- [Testo fornito]:
^^^^^^^^

Un proverbio africano recita: "Quando muore un anziano, muore
una biblioteca"! Ad un passo di qui, si ergono quei talebani
che hanno distrutto una delle più importanti effigi storiche del Budda,
o quei cinesi, che nel sepolcro dei loro confini hanno compiuto analoghi
genocidi. Senza andare in terre lontane, d'altronde, abbiamo forse
dimenticato lo spettro della biblioteca di Sarajevo, città della
convivenza tra persone di religioni diverse, ridotta a scheletro dai
bombardamenti dei mortai serbo-bosniaci del generale Mladic? e quel
ragazzo attonito tra i calcinacci del chiostro?
O la cieca agghiacciante violenza dei bombardamenti tedeschi che nel
1915 e, di nuovo nel 1940, hanno abbattuto l'Università di Lovanio,
fondata nel 1425. Il primo rogo arse 300.000 volumi e 1.000 manoscritti;
il secondo, 900.000 volumi; sempre a disprezzo della identità della
tradizione memoriale e documentale dei Paesi Bassi e della cultura
europea conservata nelle sue aule.
L'incuria invece, indifferente alla sorte del libro, lo lascia deperire
facendogli mancare le cure necessarie alla sua conservazione nel tempo,
o relegandolo in luoghi raramente frequentati, o escludendolo
acriticamente dal contatto con il lettore, sino alla "morte
civile".
Ciò accade in case private, quando scompare il raccoglitore o, più
semplicemente viene meno nei suoi successori l'attribuzione di valore
alla presenza del libro. Accade persino in strutture pubbliche, deputate
alla trasmissione del sapere, per mancanza di finanziamenti o per
estraneità degli interessi del loro responsabile rispetto a
questi valori.
Sorella gemella dell'incuria è la mano villana o incauta che guasta il
libro. Nel Philobiblon di Riccardo de Bury, monaco benedettino e
vescovo di Burham, coetaneo del Petrarca, vi è un impietoso
inventario dei comportamenti da evitare nel maneggiare il libro, e della
sozzura con cui taluni lo guastano, che anticipa di circa quattro
secoli le analoghe Avvertenze dell'abate Volpi.
L'interesse economico egoistico, infine, porta al vandalismo, chiunque
ne sia l'autore, massime certi pseudoantiquari. Si scerpano o si
ritagliano pagine con i capilettera miniati o con illustrazioni che
documentano la storia del mondo, o delle città, o dei costumi, e le si
rivendono una ad una, lucrando un profitto largamente superiore a quello
che sarebbe conseguito alla vendita dell'esemplare. Così si distrugge
un organismo; si cancellano le tracce della sua composizione; a volte,
quando il saccheggiatore è incolto, si estingue persino la prova
della sua stessa esistenza. Senza esserne consapevoli, si provoca anche
l'aumento del valore dei pochi esemplari rimasti completi, e quello
delle stesse altre tavole già brutalmente diverse. Vi è persino chi
tenta di ammantare di "democraticità" l'operazione,
sostenendo che in tal modo si consente a più persone, per le quali il
prezzo di acquisto del volume sarebbe inaccessibile, di possederne un
frammento.

^^^^^^^^

- [Compito breve]: Per favore, ricopia parola per parola il testo sulla distruzione dei libri, tutto da "Ciò accade in" fino a "questi valori.". Il materiale che segue non è necessario.

- [Materiale fornito]:

^^^^^^^^

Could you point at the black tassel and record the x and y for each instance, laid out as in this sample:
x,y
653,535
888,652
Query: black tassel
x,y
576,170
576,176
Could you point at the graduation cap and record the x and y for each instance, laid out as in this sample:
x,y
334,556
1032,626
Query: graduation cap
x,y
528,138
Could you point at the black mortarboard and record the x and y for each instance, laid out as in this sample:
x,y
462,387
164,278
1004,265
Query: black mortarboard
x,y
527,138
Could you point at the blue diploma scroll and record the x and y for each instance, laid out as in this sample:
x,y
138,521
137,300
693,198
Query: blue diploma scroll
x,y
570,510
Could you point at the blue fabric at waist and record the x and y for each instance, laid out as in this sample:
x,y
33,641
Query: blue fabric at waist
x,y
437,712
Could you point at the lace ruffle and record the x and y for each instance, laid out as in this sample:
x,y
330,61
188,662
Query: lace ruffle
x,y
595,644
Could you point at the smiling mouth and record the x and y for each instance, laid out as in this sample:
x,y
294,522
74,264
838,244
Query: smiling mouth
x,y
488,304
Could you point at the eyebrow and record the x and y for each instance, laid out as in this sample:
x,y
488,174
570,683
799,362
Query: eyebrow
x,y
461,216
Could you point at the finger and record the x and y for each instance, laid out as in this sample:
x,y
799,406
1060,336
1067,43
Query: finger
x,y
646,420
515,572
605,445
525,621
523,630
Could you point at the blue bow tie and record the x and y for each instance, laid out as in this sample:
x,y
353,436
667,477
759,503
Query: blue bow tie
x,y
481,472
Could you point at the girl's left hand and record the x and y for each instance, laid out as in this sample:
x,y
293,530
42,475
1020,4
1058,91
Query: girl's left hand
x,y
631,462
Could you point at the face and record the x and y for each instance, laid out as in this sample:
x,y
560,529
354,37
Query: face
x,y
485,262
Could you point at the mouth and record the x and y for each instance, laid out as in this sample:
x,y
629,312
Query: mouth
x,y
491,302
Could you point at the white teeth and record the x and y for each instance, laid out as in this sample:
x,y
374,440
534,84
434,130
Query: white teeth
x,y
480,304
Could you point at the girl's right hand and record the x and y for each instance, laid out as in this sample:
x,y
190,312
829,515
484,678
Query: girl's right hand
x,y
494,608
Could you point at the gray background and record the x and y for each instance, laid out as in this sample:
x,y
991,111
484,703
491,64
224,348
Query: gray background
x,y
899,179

^^^^^^^^

- [Risultato del compito]:
Ciò accade in case private, quando scompare il raccoglitore o, più
semplicemente viene meno nei suoi successori l'attribuzione di valore
alla presenza del libro. Accade persino in strutture pubbliche, deputate
alla trasmissione del sapere, per mancanza di finanziamenti o per
estraneità degli interessi del loro responsabile rispetto a
questi valori.